* WRITTEN EXERCISE A
Recast the rows of labeled region data below as a numbered list, leaving out the blank lines and the pictures.

* EXCERPT
--- Start ---
5. Normal distribution vs. Binomial distribution vs. Poisson distribution

(1) Normal distribution:

describes continuous data which have a symmetric distribution, with a characteristic ‘bell’ shape. $X$ ~ $N(\mu,\sigma^2)$
probability density function of the normal distribution: $f(x) = \frac{1}{\sigma \sqrt{2\pi}}e^{-\frac{(x-\mu)^2}{2\sigma^2}}$
In normal distribution, the probability is not coming from reading the graph, but the area under the curve.
$F(x)=P(-\infty<X\leq x) = \int_{-\infty}^{b}f(x)dx$

(2) Binomial distribution:

describes the distribution of binary data from a finite sample. Thus it gives the probability of getting $r$ events out of $n$ trials (and the probability of success in each trial is $p$ ). $X$ ~ $B(n,p)$
probability mass function of the binomial distribution: the probability of getting exactly $k$ successes in $n$ independent binomial trials is given by the probability mass function: $P(X=k) = \frac{n!}{k!(n-k)!}p^k(1-p)^{n-k}$
The normal distribution can be used as an approximation to the binomial distribution, under certain circumstances: If $X$ ~ $B(n,p)$ and if $n$ is large and/or $p$ is close to ½, then $X$ is approximately $N(np, npq)$ , where $q=1-p$

(3) Poisson distribution:

describes the distribution of binary data from an infinite sample. Thus it gives the probability of getting $r$ events in a population.
probability mass function: $P(X=k)=\frac{\lambda^ke^{-\lambda}}{k!}$
--- End ---
* WRITTEN EXERCISE B
Using the excerpt on the normal, binomial and Poisson distributions, decide whether each statement agrees with it. Answer yes or no for each, and quote the deciding words from the excerpt. (i) The Poisson distribution describes binary data from a finite sample. (ii) For the normal distribution, probability comes from the area under the curve. (iii) The normal distribution describes discrete data.

* Excerpts of labeled region data
--- Start ---
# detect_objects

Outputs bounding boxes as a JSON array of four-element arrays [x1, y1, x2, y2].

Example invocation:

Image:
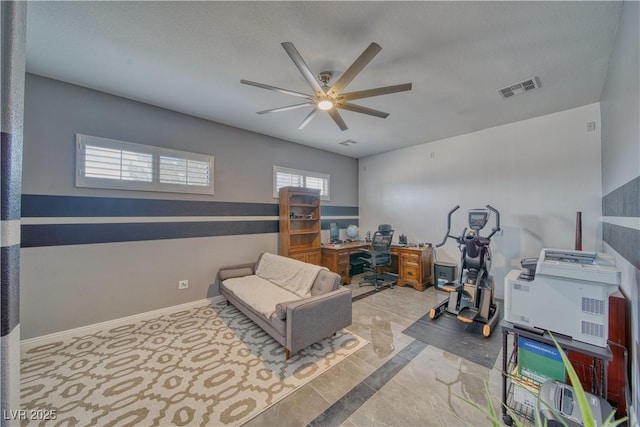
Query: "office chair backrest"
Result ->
[[371, 229, 393, 253], [378, 224, 393, 234]]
--- End ---
* WRITTEN RESPONSE A
1. # detect_objects
2. Outputs bounding boxes as a JSON array of four-element arrays [x1, y1, x2, y2].
3. Example invocation:
4. Image:
5. Query: "office chair backrest"
6. Result ->
7. [[371, 229, 393, 253], [378, 224, 393, 234]]

* WRITTEN RESPONSE B
(i) No: "describes the distribution of binary data from an infinite sample."
(ii) Yes: "the probability is not coming from reading the graph, but the area under the curve."
(iii) No: "describes continuous data which have a symmetric distribution"